**Exercise data:**
######

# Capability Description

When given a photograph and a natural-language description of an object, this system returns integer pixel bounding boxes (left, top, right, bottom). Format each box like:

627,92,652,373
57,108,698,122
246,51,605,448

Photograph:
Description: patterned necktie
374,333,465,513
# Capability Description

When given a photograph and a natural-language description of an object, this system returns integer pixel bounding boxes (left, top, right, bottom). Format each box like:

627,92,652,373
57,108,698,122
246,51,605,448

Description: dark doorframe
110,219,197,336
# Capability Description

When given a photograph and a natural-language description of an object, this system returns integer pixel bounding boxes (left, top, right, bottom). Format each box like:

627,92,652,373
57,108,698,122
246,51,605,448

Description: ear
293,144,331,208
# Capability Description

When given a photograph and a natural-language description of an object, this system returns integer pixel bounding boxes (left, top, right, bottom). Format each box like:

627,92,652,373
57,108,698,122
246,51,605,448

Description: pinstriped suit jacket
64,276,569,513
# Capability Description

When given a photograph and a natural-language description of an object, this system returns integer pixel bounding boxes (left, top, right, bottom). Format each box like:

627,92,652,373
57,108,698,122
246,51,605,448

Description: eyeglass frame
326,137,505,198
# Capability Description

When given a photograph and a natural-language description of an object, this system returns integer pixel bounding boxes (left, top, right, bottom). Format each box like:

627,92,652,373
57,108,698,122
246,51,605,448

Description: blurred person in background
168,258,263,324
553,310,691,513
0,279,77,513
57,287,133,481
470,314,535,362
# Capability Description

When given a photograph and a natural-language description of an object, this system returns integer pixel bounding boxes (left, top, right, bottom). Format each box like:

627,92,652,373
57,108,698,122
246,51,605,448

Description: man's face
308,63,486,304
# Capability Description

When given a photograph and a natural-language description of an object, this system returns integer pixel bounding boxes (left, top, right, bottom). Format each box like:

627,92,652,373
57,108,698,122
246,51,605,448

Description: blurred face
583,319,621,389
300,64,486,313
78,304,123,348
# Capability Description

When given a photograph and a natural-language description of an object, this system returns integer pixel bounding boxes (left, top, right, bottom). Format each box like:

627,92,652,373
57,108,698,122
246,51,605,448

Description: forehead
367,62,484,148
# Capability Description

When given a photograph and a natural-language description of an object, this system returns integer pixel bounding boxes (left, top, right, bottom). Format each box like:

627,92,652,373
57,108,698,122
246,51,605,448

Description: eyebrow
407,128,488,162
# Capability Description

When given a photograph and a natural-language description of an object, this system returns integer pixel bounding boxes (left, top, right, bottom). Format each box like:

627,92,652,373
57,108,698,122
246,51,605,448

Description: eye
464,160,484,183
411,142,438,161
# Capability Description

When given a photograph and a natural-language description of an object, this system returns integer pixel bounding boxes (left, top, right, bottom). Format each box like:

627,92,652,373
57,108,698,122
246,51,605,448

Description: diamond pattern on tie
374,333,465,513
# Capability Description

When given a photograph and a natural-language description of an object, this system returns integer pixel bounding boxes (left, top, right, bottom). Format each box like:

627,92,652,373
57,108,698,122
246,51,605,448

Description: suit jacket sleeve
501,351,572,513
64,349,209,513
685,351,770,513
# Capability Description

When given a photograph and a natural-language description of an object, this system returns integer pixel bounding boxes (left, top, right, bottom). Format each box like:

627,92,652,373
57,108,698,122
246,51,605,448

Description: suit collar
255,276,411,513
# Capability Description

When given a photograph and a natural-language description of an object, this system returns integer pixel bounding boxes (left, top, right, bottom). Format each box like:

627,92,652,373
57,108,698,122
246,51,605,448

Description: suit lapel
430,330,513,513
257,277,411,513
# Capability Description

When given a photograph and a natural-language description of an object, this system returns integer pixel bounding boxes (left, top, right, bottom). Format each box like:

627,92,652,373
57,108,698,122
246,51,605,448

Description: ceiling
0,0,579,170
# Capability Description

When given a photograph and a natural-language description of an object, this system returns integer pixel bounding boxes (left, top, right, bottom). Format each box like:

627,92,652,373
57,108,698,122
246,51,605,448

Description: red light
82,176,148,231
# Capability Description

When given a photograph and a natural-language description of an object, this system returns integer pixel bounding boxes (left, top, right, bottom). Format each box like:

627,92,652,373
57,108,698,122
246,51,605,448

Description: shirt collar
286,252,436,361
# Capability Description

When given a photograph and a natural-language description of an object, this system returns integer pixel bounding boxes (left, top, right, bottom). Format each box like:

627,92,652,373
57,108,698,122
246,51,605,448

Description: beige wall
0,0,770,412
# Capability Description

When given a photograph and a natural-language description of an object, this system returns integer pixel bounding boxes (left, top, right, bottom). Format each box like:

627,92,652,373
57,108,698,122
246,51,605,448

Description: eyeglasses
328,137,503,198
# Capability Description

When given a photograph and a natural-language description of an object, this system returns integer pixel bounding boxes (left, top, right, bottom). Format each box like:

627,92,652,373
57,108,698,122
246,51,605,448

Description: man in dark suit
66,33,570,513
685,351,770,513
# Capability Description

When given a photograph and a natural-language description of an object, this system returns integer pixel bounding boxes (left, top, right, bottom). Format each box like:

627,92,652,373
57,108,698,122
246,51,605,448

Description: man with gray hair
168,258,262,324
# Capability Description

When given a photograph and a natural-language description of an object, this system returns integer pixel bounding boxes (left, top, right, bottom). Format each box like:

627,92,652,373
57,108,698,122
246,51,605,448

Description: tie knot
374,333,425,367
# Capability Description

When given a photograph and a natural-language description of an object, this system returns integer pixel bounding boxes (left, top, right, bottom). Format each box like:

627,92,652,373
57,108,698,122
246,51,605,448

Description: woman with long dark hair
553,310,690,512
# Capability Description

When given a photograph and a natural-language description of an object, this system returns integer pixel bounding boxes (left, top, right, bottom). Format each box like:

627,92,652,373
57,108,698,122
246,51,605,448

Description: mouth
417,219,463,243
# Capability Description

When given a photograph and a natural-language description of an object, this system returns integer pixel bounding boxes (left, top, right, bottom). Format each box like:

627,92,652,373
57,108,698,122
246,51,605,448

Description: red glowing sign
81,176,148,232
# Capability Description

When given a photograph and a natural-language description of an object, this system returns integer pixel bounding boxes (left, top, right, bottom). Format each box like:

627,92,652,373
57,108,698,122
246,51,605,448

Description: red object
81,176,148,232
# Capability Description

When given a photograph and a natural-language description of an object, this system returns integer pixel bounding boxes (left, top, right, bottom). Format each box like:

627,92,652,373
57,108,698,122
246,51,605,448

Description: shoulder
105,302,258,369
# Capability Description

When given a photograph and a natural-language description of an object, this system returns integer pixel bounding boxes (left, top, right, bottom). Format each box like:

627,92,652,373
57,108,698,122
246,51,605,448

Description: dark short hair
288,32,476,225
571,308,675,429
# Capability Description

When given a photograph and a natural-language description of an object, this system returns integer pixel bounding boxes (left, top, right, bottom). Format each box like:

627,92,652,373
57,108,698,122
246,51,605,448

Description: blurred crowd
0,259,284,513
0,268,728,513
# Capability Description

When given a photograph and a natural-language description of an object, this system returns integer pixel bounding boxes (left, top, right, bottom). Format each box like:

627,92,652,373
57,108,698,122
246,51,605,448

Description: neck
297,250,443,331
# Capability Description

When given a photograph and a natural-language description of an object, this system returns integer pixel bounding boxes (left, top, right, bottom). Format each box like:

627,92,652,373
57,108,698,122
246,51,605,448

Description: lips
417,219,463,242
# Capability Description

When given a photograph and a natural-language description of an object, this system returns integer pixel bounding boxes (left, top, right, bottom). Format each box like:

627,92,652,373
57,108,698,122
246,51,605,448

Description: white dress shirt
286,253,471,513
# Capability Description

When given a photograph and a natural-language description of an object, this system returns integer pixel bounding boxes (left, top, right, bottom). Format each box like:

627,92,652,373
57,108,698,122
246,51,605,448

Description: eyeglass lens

######

**Problem requirements:** Reproduce all of the rows above verbatim, line for line, with no changes.

**Expected answer:**
# Capability Description

When given a photograph and a natural-language description of an object, this system returns integer pixel bounding boxes (left, top, right, bottom). Format each box like:

627,92,652,373
57,108,698,122
246,51,605,448

Photograph:
Description: patterned necktie
374,333,465,513
# Capability Description

When given a photograph and a natural-language description of an object, this system returns integer pixel bounding boxes (left, top, right, bottom). Format each box like:

627,92,652,373
57,108,698,122
246,51,605,448

Description: dark doorframe
110,219,197,336
# Capability Description

When given a photograph and a natural-language description of an object, this system returns integer pixel bounding boxes (left, top, right, bottom). Format each box like:

627,92,652,373
57,108,698,122
246,51,605,448

Description: ear
293,144,331,208
# Capability Description

When given a photograph and a natural-language description of an object, this system returns integer pixel bounding boxes (left, top, right, bottom). Format each box like:

627,92,652,373
57,108,698,122
246,51,605,448

Description: pinstriped suit jacket
64,276,569,513
# Capability Description

When given a photograph and a natural-language description of an object, this system returns integer pixel bounding boxes (left, top, right, bottom). Format each box like:

627,92,652,373
57,108,698,122
246,51,605,448

Description: eyeglass frame
326,137,505,198
# Capability Description

When given a photograph and a natural-language description of an object, this system returns integer pixel bounding boxes (left, top, right, bottom). Format each box like:

627,92,652,373
57,108,698,122
246,51,605,448

Description: blurred person in background
168,258,263,324
553,310,691,513
0,279,77,513
57,287,133,481
470,314,535,362
# Capability Description

When given a photograph and a natural-language description of an object, this system returns integer pixel bounding boxes (left, top, right, bottom). Format each box like:

627,92,652,373
57,108,698,122
246,51,605,448

Description: man's face
308,63,486,304
# Capability Description

When given a photograph and a natural-language description of an object, this system returns integer pixel bounding boxes (left, top, right, bottom). Format each box like:

627,92,652,373
57,108,698,122
246,51,605,448

Description: blurred face
583,319,621,389
300,64,486,313
78,304,123,348
# Capability Description

When given a photograph and a natural-language description of an object, this system returns integer pixel bounding boxes (left, top, right, bottom). Format each box like:

627,92,652,373
57,108,698,122
246,51,605,448

Description: forehead
367,62,484,148
# Capability Description

When given a photograph and a natural-language description of an object, this system returns integer pixel bounding boxes (left, top, right, bottom). Format each box like:

627,92,652,373
57,108,698,122
246,51,605,448

Description: eyebrow
407,128,488,162
# Capability Description

When given a photograph and a natural-language description of an object, this system returns integer pixel bounding boxes (left, top, right, bottom). Format each box like:

627,92,652,373
57,108,698,122
246,51,605,448

Description: eye
464,160,484,183
411,142,438,161
# Capability Description

When given a photograph and a natural-language description of an object, this system returns integer pixel bounding boxes (left, top, right, bottom). Format each box like:

627,92,652,373
57,108,698,122
246,51,605,448

Description: diamond pattern on tie
374,333,465,513
# Capability Description

When given a photograph and a natural-language description of an object, this system returns integer pixel bounding boxes (left, top, right, bottom). Format each box like:

627,92,652,373
57,108,698,122
246,51,605,448

Description: suit jacket sleeve
501,351,572,513
64,349,209,513
685,351,770,513
# Capability Description

When given a photograph and a natural-language description of an object, this system returns integer pixel bounding boxes (left, top, right, bottom). Format each box like:

627,92,652,373
57,108,698,122
246,51,605,448

Description: suit collar
255,276,411,513
# Capability Description

When given a photograph and a natural-language description of an object, this system returns integer pixel bounding boxes (left, top, right, bottom). Format each box like:

627,92,652,373
57,108,698,122
246,51,605,448

Description: suit lapel
430,330,513,513
257,277,411,513
# Capability Description

When given a photograph and a natural-language description of an object, this system returns integer pixel bounding boxes (left, top, right, bottom). Format each box like:

627,92,652,373
57,108,698,122
246,51,605,448

Description: ceiling
0,0,579,170
# Capability Description

When given a photograph and a natural-language description of an object, this system returns integer pixel bounding boxes (left, top, right, bottom). Format each box like:

627,92,652,373
57,108,698,122
246,51,605,448

Description: red light
82,176,148,231
# Capability Description

When given a photograph and a natural-language description of an object, this system returns integer pixel bounding boxes (left, top, right, bottom). Format each box like:

627,92,652,373
57,108,698,122
246,51,605,448

Description: shirt collar
286,252,436,361
# Capability Description

When given a photograph and a natural-language description of an object, this system returns integer pixel bounding boxes (left, top, right, bottom). Format each box like:

627,92,652,373
57,108,698,122
246,51,605,448

Description: beige wall
0,0,770,412
# Capability Description

When given a photograph and a natural-language description of an object, this system returns integer pixel bounding boxes (left, top, right, bottom). Format each box like:

627,92,652,373
57,108,698,122
246,51,605,448

Description: eyeglasses
328,137,503,198
# Capability Description

When given a photograph and a natural-language description of an object, this system returns integer pixel bounding boxes (left, top, right, bottom). Format each box like:

627,92,652,373
57,108,698,122
246,51,605,448

Description: man in dark suit
66,33,570,513
685,351,770,513
# Capability Description

When given a photograph and a natural-language description of an object, this system returns integer pixel bounding boxes (left, top, right, bottom). Format each box like:

627,92,652,373
57,108,698,122
246,51,605,448

Description: man with gray hair
168,258,262,324
# Capability Description

When given a photograph and a natural-language description of an object, this system returns integer pixel bounding boxes (left, top, right, bottom). Format each box like:

627,92,652,373
57,108,698,122
246,51,605,448

Description: tie knot
374,333,425,367
# Capability Description

When given a photograph and a natural-language description of an object, this system returns integer pixel bounding boxes (left, top, right, bottom). Format each box like:

627,92,652,373
57,108,698,122
246,51,605,448

Description: woman with long dark hair
553,310,690,512
# Capability Description

When given a photograph and a natural-language description of an object, this system returns integer pixel bounding boxes (left, top, right, bottom). Format each box like:

627,92,652,373
57,108,698,122
246,51,605,448

Description: mouth
417,219,463,243
# Capability Description

When given a photograph and a natural-language description of an object, this system returns integer pixel bounding boxes (left, top, right, bottom). Format each box like:

627,92,652,373
57,108,698,122
246,51,605,448

Description: red glowing sign
81,176,148,232
# Capability Description

When given a photograph and a natural-language description of an object, this system returns integer pixel bounding boxes (left, top, right, bottom). Format each box like:

627,92,652,373
57,108,698,122
246,51,605,448

Description: red object
81,176,148,232
# Capability Description

When given a photograph and a natural-language description of an object, this system returns integer pixel bounding boxes (left, top, right, bottom). Format each box like:

627,92,652,373
57,108,698,122
246,51,605,448

Description: shoulder
105,302,258,369
# Capability Description

When given a photograph and a natural-language description of an object, this system returns integer pixel bounding boxes (left, top, right, bottom). Format each box like:

627,92,652,373
57,108,698,122
246,51,605,448

Description: dark short hair
288,32,476,225
571,308,675,429
# Capability Description

When given a photograph and a natural-language description of an object, this system returns integer pixel bounding boxes (left, top, right, bottom). Format each box like:

627,92,652,373
57,108,698,122
246,51,605,448

Description: blurred crowd
0,259,284,513
0,268,728,513
# Capability Description

When given a photograph and a natural-language description of an object, this system returns integer pixel bounding boxes (left, top, right, bottom). Format each box like:

627,92,652,373
57,108,698,122
246,51,605,448

Description: neck
297,250,443,331
# Capability Description

When given a photograph and a natural-language description of an object, this system returns integer pixel bounding boxes (left, top, right, bottom). Format each box like:

627,92,652,373
57,108,698,122
246,51,605,448

Description: lips
417,219,463,242
# Capability Description

When given a photograph and a natural-language description of an object, this system returns integer pixel bounding boxes (left, top, right, bottom). Format each box like:

627,92,652,373
57,108,698,122
246,51,605,448

Description: white dress shirt
286,253,471,513
# Capability Description

When given a photograph and a natural-language description of an object, this system returns integer pixel bounding boxes (left, top, right, bottom). Format each box like:

627,92,652,373
57,108,698,122
246,51,605,448

Description: eyeglass lens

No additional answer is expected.